* LESETEXT *
%%

Interview mit Vladislav Siiutkin (RSD) von João Woyzeck (BFS Zürich)

Das Regime um Wladimir Putin verschärft die Repression

Am 4. März reagierte das Regime um Wladimir Putin auf die wachsende Unzufriedenheit der russischen Zivilbevölkerung gegen die Invasion der Ukraine, indem es die Repression gegen die Kriegsgegner:innen verschärfte und legalisierte. Im Eiltempo winkten beide Kammern der Duma ein Gesetz durch, das kritische Berichterstattung über den Krieg gegen die Ukraine, welche die Regierung als Falschnachrichten einstuft, mit bis zu 3 Jahren Haft und umgerechnet bis zu 2’500 Franken ahndet. Wenn kritische Berichterstattungen schwerwiegende Folgen bewirken, kann sogar eine Höchststrafe von bis zu 15 Jahren verhängt werden.

%%

* DATENSÄTZE *

%%

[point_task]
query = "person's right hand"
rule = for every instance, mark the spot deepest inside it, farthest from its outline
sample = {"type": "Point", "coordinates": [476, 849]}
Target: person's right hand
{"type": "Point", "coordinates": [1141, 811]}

%%

* AUFGABEN *
1. Welche Höchststrafe kann laut dem Lesetext über die verschärfte Repression in Russland verhängt werden, wenn kritische Berichterstattung schwerwiegende Folgen bewirkt?
2. Knüpfe an den letzten Satz des Lesetextes über die verschärfte Repression des Putin-Regimes an und schreibe ihn weiter.

* LÖSUNGEN *
1. Bis zu 15 Jahre Haft.

2.
Die legale Ausdehnung des repressiven Handlungsspielraums für das Regime um Putin, dieser massive Einschnitt in die Versammlungsfreiheit, reiht sich nahtlos in die Einschränkung der Pressefreiheit ein. Bereits in der ersten Woche nach dem Kriegsbeginn am 24. Februar liess der föderale Dienst für Medienaufsicht Roskomandsor auf Geheiss der Generalstaatsanwaltschaft die Internetseiten des Radiosenders Echo Moskwy und des Frensehsenders Doschd schliessen, da sich die Sender geweigert hatten, die staatliche Propaganda über den Krieg mitzutragen. Durch solche Sabotage- und Einschüchterungsakte wurden beide Sender schliesslich zur Schliessung gezwungen. Wichtige internationale soziale Netzwerke wurden gesperrt und sind nur noch über VPN, und damit effektiv nicht mehr jede:r Bürger:in zugänglich.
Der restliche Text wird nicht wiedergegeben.